START Supplied data

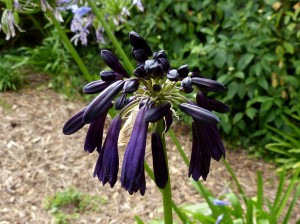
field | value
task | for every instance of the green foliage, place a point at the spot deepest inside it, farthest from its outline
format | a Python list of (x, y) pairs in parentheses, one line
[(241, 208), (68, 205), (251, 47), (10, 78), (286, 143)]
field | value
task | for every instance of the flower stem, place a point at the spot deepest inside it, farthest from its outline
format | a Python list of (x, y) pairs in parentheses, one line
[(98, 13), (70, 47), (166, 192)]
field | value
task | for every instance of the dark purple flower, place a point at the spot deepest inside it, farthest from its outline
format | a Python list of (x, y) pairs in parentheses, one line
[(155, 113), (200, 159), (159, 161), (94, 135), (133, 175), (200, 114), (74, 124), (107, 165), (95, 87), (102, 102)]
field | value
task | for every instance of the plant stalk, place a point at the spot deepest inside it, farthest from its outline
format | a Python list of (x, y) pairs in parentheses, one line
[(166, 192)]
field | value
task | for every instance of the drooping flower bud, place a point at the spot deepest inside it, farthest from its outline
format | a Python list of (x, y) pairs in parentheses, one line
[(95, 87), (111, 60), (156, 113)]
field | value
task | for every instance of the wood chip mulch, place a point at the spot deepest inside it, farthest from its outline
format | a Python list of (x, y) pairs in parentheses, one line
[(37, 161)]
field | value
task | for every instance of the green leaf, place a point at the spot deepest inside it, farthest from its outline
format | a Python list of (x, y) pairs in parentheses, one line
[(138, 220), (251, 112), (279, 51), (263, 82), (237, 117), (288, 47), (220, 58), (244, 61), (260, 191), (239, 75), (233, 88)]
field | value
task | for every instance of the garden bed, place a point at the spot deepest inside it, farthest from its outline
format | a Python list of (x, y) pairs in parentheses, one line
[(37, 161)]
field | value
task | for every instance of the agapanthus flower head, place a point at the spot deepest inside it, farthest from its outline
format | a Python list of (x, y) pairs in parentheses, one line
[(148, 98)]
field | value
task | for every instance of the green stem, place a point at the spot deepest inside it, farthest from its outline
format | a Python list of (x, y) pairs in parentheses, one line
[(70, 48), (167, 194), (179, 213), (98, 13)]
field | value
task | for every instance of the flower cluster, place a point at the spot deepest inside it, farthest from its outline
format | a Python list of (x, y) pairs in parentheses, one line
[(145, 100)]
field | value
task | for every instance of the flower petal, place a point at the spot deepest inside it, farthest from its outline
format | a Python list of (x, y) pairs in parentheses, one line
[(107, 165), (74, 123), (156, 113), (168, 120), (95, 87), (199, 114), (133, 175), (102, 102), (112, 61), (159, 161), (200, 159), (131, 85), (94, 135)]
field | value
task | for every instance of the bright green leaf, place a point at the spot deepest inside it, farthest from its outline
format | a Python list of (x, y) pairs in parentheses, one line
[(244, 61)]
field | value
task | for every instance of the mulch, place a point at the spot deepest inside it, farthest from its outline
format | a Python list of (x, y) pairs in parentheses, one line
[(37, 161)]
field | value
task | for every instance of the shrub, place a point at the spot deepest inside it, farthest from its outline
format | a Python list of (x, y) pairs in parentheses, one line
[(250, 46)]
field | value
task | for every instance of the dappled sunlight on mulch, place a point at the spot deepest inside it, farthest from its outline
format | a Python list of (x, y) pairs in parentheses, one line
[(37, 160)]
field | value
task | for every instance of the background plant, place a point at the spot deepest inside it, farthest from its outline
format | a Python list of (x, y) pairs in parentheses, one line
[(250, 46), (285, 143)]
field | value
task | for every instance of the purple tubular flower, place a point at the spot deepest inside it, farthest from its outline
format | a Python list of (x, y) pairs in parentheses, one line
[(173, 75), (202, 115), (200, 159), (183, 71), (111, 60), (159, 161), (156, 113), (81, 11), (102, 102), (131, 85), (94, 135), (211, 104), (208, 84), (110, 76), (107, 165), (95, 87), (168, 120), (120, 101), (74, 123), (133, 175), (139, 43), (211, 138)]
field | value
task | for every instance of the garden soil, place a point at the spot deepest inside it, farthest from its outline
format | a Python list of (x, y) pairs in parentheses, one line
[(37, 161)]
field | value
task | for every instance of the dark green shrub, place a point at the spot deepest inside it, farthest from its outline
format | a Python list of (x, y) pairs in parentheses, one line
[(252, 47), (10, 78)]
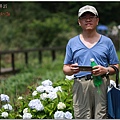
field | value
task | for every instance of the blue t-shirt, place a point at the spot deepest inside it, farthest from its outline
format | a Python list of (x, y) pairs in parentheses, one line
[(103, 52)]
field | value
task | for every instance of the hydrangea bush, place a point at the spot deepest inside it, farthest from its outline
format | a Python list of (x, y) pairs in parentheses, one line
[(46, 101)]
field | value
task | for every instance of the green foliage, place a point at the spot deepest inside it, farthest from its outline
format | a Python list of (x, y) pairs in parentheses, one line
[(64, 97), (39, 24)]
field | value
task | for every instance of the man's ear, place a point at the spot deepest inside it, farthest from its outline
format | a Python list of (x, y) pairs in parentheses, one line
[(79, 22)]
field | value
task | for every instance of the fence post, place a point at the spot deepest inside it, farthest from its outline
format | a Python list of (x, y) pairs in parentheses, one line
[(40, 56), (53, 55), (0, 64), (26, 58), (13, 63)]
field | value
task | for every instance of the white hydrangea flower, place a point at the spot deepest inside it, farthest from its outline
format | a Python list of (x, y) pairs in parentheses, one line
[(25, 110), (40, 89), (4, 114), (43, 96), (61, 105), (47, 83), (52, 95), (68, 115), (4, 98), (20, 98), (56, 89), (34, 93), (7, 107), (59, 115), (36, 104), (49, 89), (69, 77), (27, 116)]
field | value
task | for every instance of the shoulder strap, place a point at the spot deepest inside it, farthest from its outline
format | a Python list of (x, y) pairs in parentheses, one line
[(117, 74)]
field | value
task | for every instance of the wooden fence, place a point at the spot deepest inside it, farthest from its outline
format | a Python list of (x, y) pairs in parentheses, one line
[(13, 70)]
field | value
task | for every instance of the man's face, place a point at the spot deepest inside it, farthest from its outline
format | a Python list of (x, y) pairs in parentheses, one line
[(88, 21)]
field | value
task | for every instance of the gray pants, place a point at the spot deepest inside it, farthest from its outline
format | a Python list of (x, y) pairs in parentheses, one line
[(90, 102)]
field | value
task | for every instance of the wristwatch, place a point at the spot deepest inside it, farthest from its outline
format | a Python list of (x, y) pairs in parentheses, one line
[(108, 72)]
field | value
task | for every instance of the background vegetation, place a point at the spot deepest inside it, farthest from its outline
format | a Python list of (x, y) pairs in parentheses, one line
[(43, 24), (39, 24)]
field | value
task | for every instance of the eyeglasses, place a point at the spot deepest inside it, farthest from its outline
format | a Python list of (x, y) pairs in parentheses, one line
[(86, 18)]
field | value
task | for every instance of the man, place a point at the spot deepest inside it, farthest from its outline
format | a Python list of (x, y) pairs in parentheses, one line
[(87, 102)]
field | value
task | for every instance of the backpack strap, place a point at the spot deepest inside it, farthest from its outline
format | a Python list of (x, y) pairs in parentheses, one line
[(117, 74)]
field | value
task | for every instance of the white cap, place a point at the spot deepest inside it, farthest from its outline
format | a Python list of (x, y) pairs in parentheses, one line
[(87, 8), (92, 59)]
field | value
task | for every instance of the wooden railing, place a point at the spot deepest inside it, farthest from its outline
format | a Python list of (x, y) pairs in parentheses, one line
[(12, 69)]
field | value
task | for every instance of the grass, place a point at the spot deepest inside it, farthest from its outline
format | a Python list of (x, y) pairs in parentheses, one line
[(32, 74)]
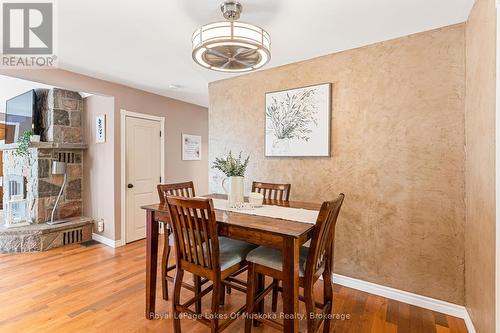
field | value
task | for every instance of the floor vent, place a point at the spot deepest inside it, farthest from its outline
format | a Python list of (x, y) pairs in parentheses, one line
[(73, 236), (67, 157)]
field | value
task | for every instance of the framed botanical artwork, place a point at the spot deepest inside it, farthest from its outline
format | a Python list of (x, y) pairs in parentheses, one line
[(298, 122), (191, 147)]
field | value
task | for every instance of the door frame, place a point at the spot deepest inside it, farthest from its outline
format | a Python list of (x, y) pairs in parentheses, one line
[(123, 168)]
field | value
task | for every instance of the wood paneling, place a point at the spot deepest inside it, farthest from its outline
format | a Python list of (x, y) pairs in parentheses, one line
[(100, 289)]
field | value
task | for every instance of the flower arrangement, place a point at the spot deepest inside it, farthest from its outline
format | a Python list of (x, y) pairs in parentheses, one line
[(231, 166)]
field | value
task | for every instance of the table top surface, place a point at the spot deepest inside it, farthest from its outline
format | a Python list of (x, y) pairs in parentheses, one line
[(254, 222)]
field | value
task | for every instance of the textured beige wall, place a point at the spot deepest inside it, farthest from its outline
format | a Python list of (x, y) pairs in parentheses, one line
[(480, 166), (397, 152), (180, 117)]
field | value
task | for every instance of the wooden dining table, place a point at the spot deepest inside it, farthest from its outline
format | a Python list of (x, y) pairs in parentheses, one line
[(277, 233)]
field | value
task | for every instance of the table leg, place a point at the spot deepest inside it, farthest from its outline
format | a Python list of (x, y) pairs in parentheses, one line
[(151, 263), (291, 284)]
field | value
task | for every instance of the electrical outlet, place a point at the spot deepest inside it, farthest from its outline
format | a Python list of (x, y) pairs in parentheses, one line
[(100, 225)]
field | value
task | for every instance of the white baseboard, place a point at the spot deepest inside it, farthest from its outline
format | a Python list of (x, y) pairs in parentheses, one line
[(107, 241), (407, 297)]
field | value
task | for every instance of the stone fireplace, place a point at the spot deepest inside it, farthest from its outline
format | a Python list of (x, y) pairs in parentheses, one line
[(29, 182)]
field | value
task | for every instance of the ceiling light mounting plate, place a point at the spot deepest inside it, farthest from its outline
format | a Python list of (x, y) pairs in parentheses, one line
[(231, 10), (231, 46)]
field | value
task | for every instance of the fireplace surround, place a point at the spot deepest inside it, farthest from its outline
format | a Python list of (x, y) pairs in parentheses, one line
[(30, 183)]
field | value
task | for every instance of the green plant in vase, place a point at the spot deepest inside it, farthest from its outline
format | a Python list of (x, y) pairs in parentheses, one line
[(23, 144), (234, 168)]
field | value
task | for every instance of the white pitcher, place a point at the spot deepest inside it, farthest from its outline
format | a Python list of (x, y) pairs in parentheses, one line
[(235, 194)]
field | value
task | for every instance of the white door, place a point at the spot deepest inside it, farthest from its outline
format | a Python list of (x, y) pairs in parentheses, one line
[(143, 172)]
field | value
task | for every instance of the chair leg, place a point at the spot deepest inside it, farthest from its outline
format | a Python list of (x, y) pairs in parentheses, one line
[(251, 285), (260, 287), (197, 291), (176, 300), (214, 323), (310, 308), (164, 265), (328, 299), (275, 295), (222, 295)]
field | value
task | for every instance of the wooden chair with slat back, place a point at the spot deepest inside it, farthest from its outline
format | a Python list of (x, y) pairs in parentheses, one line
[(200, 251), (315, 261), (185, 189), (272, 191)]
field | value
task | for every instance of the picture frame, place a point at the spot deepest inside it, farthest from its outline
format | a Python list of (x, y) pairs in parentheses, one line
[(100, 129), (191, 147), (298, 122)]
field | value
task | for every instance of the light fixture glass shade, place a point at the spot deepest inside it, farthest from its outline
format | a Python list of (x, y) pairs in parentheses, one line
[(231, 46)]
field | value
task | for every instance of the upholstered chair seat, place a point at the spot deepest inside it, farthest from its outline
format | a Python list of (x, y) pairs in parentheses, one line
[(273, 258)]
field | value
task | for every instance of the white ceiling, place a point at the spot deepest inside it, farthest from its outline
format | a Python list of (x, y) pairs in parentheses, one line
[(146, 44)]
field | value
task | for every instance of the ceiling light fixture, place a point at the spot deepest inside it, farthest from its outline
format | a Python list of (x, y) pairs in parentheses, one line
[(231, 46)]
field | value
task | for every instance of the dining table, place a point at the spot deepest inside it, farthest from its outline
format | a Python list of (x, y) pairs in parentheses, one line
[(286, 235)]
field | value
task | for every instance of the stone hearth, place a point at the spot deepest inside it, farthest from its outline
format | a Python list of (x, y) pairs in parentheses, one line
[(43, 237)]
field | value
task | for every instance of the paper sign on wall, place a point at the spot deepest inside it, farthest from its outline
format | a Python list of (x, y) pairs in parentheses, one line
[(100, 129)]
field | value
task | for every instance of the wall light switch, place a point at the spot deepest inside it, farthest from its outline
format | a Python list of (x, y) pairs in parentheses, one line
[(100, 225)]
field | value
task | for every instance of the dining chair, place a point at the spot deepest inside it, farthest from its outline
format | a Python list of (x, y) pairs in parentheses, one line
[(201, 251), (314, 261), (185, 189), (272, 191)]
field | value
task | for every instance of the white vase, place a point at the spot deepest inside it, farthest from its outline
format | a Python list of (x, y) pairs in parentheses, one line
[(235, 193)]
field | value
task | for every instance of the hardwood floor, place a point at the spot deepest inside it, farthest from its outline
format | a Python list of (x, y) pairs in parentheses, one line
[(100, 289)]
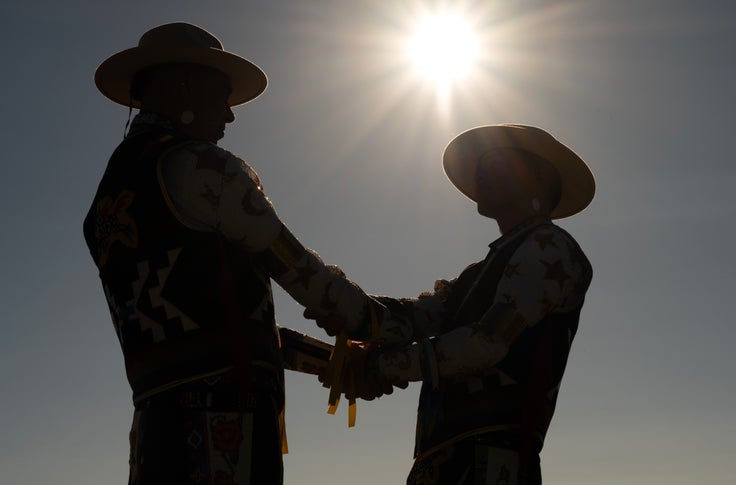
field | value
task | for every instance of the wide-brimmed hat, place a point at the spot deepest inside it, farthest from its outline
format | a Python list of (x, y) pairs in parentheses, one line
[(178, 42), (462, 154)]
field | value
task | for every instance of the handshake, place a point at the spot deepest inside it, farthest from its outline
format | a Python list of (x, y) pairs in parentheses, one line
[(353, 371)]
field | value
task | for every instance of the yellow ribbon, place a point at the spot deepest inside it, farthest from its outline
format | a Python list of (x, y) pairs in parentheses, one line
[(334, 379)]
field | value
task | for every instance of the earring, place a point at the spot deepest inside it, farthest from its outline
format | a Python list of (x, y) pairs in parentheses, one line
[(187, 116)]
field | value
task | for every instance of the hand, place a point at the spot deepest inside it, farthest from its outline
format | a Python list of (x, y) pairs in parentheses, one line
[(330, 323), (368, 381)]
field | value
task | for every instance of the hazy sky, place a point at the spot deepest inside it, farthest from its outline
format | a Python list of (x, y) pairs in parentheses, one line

END Supplied data

Task details
Find each line in the rows above that contains the string "strap" and copy those lines out. Capitalization counts.

Output of the task
task | for every instance of the shoulder strap, place a point at the spot deepest inside it, farthest from its outline
task | for every instance of the backpack strap, place a point at the spot deepest inside it, farthest from its outline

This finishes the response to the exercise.